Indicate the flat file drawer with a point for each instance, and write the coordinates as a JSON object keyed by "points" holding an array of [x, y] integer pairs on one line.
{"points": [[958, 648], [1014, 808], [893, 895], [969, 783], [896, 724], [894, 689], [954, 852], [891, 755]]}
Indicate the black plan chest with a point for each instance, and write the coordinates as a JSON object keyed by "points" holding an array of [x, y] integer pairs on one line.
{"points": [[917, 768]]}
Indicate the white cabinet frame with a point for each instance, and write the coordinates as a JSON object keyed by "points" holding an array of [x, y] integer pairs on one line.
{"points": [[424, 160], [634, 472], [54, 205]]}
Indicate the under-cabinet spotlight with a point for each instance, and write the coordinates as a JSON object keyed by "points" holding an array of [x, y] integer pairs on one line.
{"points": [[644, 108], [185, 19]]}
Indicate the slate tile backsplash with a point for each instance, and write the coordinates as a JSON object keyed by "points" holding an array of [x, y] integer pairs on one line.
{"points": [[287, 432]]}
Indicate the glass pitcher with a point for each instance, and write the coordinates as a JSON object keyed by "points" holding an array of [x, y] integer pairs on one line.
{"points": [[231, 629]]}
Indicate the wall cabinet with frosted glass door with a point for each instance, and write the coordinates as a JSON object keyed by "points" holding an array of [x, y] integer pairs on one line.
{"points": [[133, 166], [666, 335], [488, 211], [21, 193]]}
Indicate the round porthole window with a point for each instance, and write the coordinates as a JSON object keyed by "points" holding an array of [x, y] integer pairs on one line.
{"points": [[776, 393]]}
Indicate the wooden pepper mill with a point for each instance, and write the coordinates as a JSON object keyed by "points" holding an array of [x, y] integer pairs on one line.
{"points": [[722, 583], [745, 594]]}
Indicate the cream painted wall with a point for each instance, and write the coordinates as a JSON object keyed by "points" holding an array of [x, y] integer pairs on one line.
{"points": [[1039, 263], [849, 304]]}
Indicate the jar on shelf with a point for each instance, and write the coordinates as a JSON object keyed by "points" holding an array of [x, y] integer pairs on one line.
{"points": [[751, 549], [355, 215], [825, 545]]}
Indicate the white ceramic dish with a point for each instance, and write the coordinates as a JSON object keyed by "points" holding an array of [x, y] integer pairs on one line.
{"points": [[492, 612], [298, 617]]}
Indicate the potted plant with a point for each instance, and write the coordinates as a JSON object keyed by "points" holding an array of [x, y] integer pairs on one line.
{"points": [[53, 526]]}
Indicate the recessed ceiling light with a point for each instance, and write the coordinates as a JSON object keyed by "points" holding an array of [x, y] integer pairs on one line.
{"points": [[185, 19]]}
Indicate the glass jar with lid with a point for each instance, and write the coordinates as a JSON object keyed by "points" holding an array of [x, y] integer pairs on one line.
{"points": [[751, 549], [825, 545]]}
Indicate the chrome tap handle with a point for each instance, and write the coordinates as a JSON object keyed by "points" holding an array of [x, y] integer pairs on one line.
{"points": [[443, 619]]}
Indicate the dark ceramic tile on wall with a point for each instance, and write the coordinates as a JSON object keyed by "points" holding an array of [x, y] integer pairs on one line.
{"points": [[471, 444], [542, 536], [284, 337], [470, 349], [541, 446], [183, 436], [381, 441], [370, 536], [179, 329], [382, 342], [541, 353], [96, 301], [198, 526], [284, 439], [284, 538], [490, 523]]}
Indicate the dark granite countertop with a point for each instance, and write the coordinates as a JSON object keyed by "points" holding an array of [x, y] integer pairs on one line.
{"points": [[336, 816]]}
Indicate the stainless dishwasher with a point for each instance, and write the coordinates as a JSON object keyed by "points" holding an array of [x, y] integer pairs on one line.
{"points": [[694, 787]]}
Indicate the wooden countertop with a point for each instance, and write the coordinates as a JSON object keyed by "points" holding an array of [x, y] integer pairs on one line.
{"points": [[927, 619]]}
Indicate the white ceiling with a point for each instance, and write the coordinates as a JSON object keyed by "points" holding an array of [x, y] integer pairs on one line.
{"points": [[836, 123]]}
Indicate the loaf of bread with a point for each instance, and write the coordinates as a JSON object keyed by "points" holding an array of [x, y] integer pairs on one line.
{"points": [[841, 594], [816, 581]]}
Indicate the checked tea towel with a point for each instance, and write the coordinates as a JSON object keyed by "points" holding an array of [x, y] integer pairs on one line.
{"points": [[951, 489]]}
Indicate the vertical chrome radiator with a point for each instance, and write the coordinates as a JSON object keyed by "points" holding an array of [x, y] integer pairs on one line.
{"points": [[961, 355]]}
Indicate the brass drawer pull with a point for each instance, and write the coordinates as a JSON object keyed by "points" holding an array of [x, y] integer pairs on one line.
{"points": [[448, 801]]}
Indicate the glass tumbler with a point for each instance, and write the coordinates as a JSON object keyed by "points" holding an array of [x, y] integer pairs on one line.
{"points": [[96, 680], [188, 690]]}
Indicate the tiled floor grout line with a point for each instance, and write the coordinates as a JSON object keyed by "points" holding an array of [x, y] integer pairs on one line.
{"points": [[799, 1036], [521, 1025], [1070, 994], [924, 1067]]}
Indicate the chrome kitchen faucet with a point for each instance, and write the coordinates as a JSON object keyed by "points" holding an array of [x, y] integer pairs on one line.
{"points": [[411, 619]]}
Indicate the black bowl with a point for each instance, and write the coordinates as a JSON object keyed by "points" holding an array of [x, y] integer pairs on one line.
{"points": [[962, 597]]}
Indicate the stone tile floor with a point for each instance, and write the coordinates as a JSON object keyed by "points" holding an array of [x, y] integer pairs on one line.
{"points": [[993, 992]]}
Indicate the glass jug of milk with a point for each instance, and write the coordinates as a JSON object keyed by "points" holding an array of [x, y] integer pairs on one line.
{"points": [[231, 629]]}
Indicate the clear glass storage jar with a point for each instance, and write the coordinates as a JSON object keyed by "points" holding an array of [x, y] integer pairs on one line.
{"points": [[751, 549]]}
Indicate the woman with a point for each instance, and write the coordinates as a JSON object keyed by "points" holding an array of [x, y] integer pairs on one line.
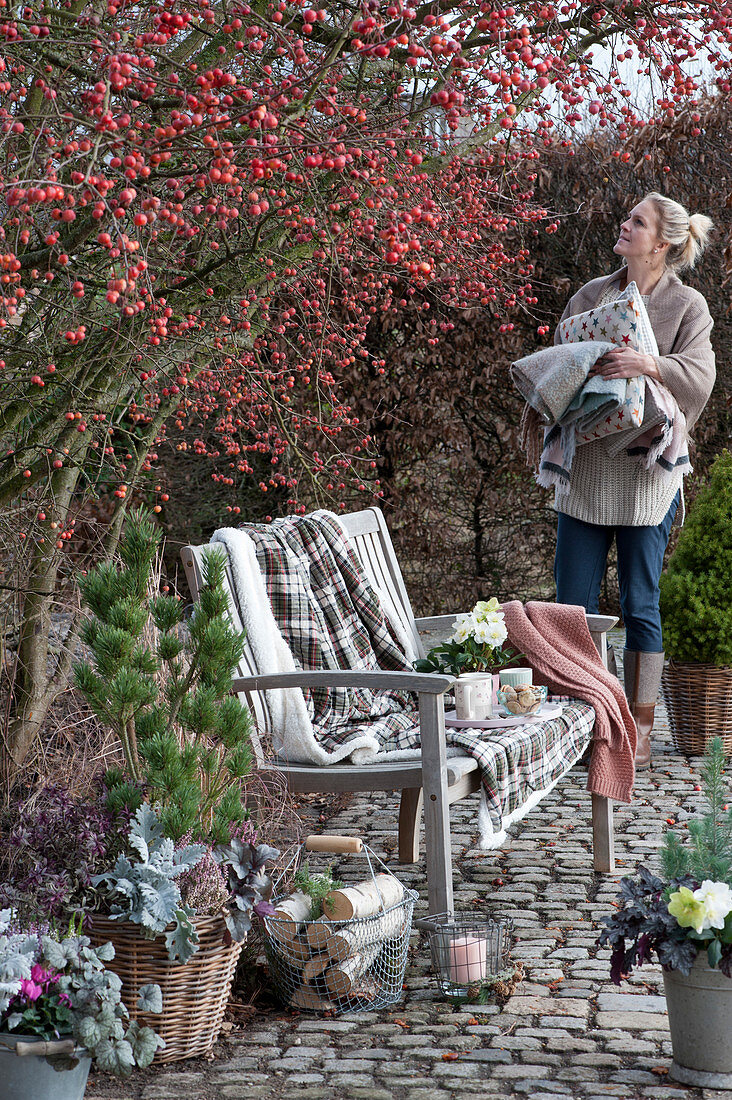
{"points": [[614, 496]]}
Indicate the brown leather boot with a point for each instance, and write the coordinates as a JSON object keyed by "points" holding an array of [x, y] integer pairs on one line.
{"points": [[642, 673]]}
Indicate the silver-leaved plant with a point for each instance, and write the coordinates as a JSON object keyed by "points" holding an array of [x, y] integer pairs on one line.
{"points": [[142, 888]]}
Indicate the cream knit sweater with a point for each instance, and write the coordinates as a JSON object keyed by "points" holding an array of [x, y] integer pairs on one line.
{"points": [[615, 491]]}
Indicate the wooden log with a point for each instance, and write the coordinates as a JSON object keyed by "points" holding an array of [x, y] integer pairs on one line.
{"points": [[295, 952], [317, 933], [364, 899], [288, 917], [315, 966], [343, 942], [343, 977]]}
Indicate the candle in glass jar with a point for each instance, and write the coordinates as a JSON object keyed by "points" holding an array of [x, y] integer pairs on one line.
{"points": [[467, 958]]}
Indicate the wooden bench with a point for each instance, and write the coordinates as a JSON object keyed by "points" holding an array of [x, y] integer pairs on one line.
{"points": [[429, 784]]}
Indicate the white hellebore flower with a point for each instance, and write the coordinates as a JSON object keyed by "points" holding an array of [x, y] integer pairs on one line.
{"points": [[717, 898], [462, 627], [491, 634]]}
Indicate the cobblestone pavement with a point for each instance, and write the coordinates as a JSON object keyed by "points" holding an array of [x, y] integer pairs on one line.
{"points": [[565, 1032]]}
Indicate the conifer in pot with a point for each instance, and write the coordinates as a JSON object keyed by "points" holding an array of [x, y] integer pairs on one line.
{"points": [[163, 684], [696, 606]]}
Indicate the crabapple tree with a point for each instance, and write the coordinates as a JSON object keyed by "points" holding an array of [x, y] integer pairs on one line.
{"points": [[190, 186]]}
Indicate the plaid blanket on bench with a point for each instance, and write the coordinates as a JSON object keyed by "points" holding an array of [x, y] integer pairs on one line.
{"points": [[330, 617]]}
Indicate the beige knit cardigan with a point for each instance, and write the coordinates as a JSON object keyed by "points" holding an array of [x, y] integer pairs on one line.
{"points": [[614, 491]]}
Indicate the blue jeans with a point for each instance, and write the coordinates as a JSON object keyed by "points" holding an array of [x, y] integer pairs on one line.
{"points": [[579, 565]]}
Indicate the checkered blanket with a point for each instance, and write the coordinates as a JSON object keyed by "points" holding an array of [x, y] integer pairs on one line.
{"points": [[330, 617]]}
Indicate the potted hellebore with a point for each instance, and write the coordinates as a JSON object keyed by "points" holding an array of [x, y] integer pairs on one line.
{"points": [[696, 607], [176, 903], [477, 645], [59, 1011], [685, 919]]}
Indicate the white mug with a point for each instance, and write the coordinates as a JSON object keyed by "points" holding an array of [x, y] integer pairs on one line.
{"points": [[473, 696]]}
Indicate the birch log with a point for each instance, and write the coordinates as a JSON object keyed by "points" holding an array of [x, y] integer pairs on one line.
{"points": [[342, 978], [342, 942], [315, 966], [364, 899], [296, 952]]}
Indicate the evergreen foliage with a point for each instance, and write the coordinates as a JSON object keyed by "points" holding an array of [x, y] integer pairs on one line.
{"points": [[163, 686], [708, 854], [317, 887], [696, 591]]}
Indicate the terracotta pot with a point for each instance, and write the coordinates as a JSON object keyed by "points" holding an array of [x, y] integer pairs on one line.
{"points": [[195, 993], [30, 1076]]}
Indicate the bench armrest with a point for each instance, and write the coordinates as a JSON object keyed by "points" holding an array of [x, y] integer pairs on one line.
{"points": [[429, 683]]}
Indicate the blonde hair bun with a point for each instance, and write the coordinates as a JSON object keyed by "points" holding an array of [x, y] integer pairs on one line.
{"points": [[687, 234]]}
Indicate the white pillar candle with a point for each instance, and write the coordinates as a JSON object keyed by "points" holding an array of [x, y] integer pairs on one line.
{"points": [[467, 958]]}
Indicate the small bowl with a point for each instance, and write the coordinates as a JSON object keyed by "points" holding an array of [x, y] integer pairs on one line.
{"points": [[523, 700]]}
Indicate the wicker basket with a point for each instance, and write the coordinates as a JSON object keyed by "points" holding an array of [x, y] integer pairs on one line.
{"points": [[195, 994], [334, 966], [699, 705]]}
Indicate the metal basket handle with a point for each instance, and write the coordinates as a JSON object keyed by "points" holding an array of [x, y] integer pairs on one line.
{"points": [[53, 1046], [337, 845]]}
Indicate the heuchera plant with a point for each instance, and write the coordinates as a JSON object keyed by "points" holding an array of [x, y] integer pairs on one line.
{"points": [[143, 888], [54, 848], [690, 910], [58, 988], [477, 644]]}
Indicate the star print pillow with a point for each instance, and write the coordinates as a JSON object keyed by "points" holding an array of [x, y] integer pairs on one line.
{"points": [[624, 322]]}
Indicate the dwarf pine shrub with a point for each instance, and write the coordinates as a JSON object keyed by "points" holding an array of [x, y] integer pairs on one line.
{"points": [[696, 591], [163, 686]]}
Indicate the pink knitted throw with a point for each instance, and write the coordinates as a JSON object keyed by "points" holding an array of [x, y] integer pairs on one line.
{"points": [[559, 648]]}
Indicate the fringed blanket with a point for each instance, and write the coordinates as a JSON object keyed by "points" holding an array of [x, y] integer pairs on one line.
{"points": [[306, 604], [559, 648], [545, 378]]}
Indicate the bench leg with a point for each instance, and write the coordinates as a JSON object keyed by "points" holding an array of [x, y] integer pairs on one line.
{"points": [[437, 807], [603, 837], [410, 821]]}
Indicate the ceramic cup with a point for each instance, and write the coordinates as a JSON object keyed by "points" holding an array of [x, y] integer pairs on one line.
{"points": [[473, 696], [516, 678]]}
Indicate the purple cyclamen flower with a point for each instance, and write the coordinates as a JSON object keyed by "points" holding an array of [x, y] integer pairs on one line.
{"points": [[42, 976]]}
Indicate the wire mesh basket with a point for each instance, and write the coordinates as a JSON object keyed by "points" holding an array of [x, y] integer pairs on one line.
{"points": [[468, 954], [331, 965]]}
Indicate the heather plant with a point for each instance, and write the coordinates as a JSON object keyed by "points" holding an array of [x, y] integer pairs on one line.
{"points": [[689, 910], [141, 887], [164, 887], [164, 689], [696, 590], [54, 848]]}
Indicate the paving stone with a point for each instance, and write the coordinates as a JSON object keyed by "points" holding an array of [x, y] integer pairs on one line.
{"points": [[633, 1021], [537, 1005], [566, 1031]]}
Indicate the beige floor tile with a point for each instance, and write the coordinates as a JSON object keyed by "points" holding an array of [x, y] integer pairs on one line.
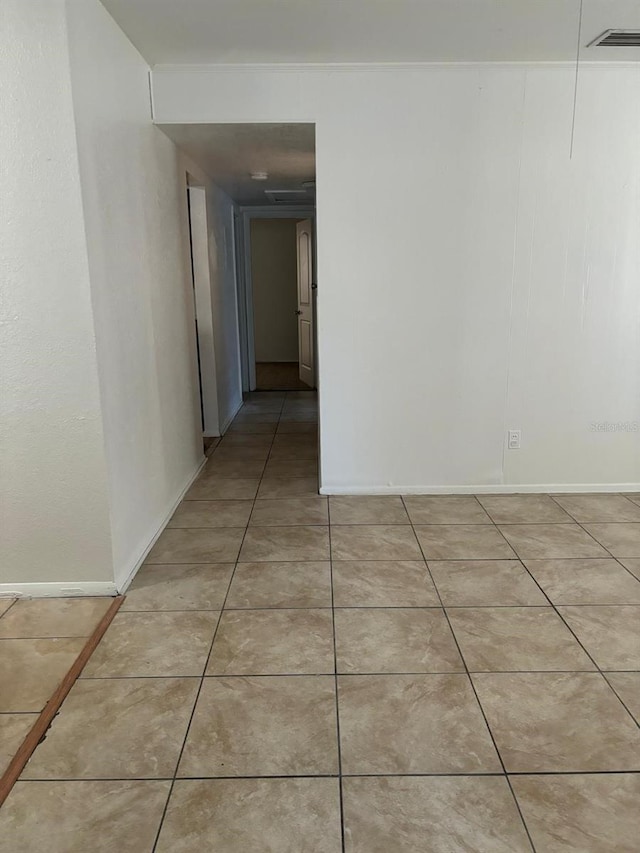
{"points": [[242, 439], [285, 543], [291, 584], [463, 542], [273, 642], [54, 617], [154, 644], [224, 453], [299, 417], [632, 565], [202, 586], [585, 581], [243, 469], [220, 545], [395, 640], [558, 722], [242, 815], [219, 488], [412, 724], [445, 509], [591, 813], [252, 428], [116, 728], [621, 540], [374, 542], [516, 639], [263, 726], [627, 686], [302, 450], [254, 407], [288, 487], [610, 633], [74, 817], [5, 604], [13, 730], [297, 428], [212, 514], [288, 439], [290, 511], [585, 508], [432, 815], [523, 509], [548, 541], [30, 671], [255, 417], [383, 583], [482, 583], [367, 510], [291, 468]]}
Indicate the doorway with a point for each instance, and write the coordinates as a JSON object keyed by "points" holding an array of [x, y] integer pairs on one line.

■ WORK REQUIRED: From the line containing "Indicate the paving" down to the final line of the listing above, write out only those lines exactly as they are, minus the pictures.

■ RESPONSE TO THE EXERCISE:
Indicate the paving stone with a point for each instance, and write the coordinates as a JSON object keyed by "points" holding an array of [x, y] integer pairs on one line.
{"points": [[633, 1021], [537, 1005], [566, 1031]]}
Indicate the beige floor tile with a point for each instance, and write the coordinates as a JSON object keyed by "points" holding an array of [x, y] integer pairs on one line.
{"points": [[242, 439], [285, 543], [291, 584], [463, 542], [273, 642], [54, 617], [154, 644], [224, 453], [299, 417], [632, 565], [202, 586], [585, 581], [243, 469], [220, 545], [395, 640], [558, 722], [242, 815], [219, 488], [412, 724], [445, 509], [591, 813], [252, 428], [116, 728], [621, 540], [374, 542], [516, 639], [263, 726], [627, 686], [302, 450], [254, 407], [288, 487], [610, 633], [74, 817], [5, 604], [13, 730], [297, 428], [212, 514], [288, 439], [290, 511], [585, 508], [432, 815], [523, 509], [548, 541], [30, 671], [255, 417], [383, 583], [482, 583], [367, 510], [291, 468]]}
Indicate the doorway with a point for each instance, and write the coordinates as a JSON object keyed by "points" holding an array of [x, y] integer pairs on one line.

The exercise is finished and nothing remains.